─── DATA TO EXAMINE ───

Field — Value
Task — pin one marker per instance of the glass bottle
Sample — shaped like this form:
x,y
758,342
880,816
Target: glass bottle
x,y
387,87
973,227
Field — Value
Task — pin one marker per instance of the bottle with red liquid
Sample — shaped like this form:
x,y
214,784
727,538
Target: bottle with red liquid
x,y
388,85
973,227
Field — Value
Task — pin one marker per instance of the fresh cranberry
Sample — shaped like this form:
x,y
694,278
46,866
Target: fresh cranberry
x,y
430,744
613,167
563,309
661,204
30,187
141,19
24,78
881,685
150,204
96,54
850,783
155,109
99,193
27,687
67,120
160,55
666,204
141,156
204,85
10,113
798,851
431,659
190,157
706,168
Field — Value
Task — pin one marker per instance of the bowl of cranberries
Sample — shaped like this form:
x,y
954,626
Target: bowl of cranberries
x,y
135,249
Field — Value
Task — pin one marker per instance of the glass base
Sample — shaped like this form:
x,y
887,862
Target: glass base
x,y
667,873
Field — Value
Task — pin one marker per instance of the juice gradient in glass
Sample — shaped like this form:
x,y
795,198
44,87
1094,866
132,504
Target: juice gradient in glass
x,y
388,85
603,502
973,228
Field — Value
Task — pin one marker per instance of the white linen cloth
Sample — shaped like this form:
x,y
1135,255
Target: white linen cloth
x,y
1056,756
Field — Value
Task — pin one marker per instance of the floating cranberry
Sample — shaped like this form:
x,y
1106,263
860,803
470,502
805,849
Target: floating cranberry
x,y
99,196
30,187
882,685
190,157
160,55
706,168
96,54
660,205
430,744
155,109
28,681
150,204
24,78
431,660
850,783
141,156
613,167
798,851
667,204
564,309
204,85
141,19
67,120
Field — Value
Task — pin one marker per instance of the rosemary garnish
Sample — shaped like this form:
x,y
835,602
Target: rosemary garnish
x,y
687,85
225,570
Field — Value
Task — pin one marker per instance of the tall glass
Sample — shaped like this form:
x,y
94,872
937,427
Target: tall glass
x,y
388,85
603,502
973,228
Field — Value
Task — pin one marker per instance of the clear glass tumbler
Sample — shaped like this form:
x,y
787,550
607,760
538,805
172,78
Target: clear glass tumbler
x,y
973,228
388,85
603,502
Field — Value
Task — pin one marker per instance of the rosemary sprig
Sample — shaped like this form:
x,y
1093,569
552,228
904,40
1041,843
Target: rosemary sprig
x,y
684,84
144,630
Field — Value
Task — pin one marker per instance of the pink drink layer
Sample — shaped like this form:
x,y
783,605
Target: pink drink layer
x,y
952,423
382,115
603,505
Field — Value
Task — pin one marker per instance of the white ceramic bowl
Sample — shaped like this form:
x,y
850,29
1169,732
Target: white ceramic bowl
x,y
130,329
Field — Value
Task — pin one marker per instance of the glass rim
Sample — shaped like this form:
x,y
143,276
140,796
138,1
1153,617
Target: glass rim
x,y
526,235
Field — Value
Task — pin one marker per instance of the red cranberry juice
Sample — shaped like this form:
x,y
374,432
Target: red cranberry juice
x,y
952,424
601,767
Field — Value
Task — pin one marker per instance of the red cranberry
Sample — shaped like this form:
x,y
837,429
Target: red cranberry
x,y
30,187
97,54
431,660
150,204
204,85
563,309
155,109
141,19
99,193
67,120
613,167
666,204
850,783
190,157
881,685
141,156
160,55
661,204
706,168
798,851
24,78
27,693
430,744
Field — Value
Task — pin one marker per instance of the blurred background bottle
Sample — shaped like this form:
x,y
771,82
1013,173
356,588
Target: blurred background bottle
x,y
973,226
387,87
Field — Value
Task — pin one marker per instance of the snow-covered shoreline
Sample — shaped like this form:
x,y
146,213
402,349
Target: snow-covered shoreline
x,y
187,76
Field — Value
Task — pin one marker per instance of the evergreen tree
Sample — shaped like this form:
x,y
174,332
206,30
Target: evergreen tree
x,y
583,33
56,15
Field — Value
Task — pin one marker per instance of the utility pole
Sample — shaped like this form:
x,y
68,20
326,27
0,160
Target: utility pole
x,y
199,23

───

WORK INSTRUCTIONS - Copy every line of the listing, exact to the last character.

TASK RESPONSE -
Field — Value
Task — pin one marker per instance of the glass bottle
Sample — shaped like this form:
x,y
758,342
880,816
Target: glass bottle
x,y
387,87
973,227
Field — Value
Task — pin one marker per instance of the bottle with red liquid
Sample — shaped like this form:
x,y
214,784
727,538
Target: bottle with red liquid
x,y
388,85
973,227
Field — Value
Task — pin one marker per instance of the fresh cranberry
Sample — shaped like this form:
x,y
694,278
46,866
Target: fresh cranberry
x,y
430,744
613,167
563,309
661,204
30,187
141,19
24,78
881,685
150,204
96,54
850,783
155,109
99,193
27,687
67,120
160,55
666,204
141,156
204,85
10,113
798,851
431,659
190,157
706,168
Field — Value
Task — pin one marker per instance of the bowl of cranberries
Sample — shaped like this form:
x,y
954,626
Target: bowl of cranberries
x,y
135,249
Field — Value
Task — pin one marker per instance of the glass base
Sample — shaped like this form:
x,y
887,862
Target: glass base
x,y
667,873
Field — Value
Task — pin one marker per instance of the juice gradient in glass
Sample — shaped like this form:
x,y
795,198
44,87
1094,866
132,504
Target: juice gradient in glass
x,y
388,85
603,502
973,228
Field — Value
Task — pin one marker per instance of the white linen cloth
Sample — shaped like this form:
x,y
1135,255
Target: white linen cloth
x,y
1056,756
Field — Value
Task — pin one marker per instance of the floating cranberry
Sample — shaped like this form:
x,y
1106,263
860,803
470,502
805,849
Target: floating cranberry
x,y
99,196
30,187
882,685
190,157
160,55
706,168
96,54
660,205
430,744
155,109
28,681
150,204
24,78
431,660
850,783
141,156
613,167
798,851
667,204
564,309
204,85
141,19
67,120
Field — Value
Task — pin one marker per instance of the rosemary garnish
Sample — shaped like this form:
x,y
835,602
Target: rosemary garnish
x,y
687,85
225,570
Field — Value
Task — pin one marker per instance of the tall glass
Sample — shaped like this form:
x,y
94,872
937,427
Target: tall glass
x,y
388,85
603,502
973,228
Field — Value
Task — pin one marker per instance of the clear glass tumbler
Sample — shaped like this form:
x,y
787,550
607,760
538,805
172,78
Target: clear glass tumbler
x,y
973,228
388,85
603,502
Field — Value
Task — pin one marker per instance of the rosemary sprig
Sample — shaped like this form:
x,y
1093,569
552,228
904,40
1041,843
Target: rosemary sprig
x,y
684,84
144,630
Field — Value
Task — pin one marker per instance of the pink drink layer
Sample — shaped like this form:
x,y
783,605
Target: pink drink layer
x,y
952,423
382,115
603,505
Field — Value
Task — pin one marker per instance of the white ceramic bowl
Sample — shaped like this form:
x,y
850,29
1169,732
Target: white ceramic bowl
x,y
130,329
Field — Value
Task — pin one marker per instance of the glass rim
Sample — shaped like this form:
x,y
143,276
140,796
138,1
1153,617
Target: glass rim
x,y
526,235
Field — Value
Task — pin one marker per instance of the red cranberry juice
Sample — shaped like this form:
x,y
374,432
Target: red cranberry juice
x,y
952,424
601,767
Field — Value
Task — pin one marker per instance of the red cranberry
Sample — shaped like this form:
x,y
837,429
Target: red cranberry
x,y
30,187
97,54
431,660
150,204
204,85
563,309
155,109
141,19
99,193
67,120
613,167
666,204
850,783
190,157
881,685
141,156
160,55
661,204
706,168
798,851
24,78
27,693
430,744
Field — Value
Task — pin one marker per instance of the blurred background bottle
Sample — shaped like this form:
x,y
771,82
1013,173
356,588
Target: blurred background bottle
x,y
973,226
387,87
Field — Value
Task — pin one marker per instance of the snow-covered shoreline
Sample — shaped like this form:
x,y
146,213
402,349
Target: snow-covered shoreline
x,y
187,76
Field — Value
Task — pin one marker per instance of the evergreen tree
Sample — shaped like this form:
x,y
174,332
206,30
Target: evergreen tree
x,y
583,33
56,15
Field — Value
Task — pin one marker per instance of the utility pole
Sample — shaped like this form:
x,y
68,20
326,27
0,160
Target: utility pole
x,y
199,23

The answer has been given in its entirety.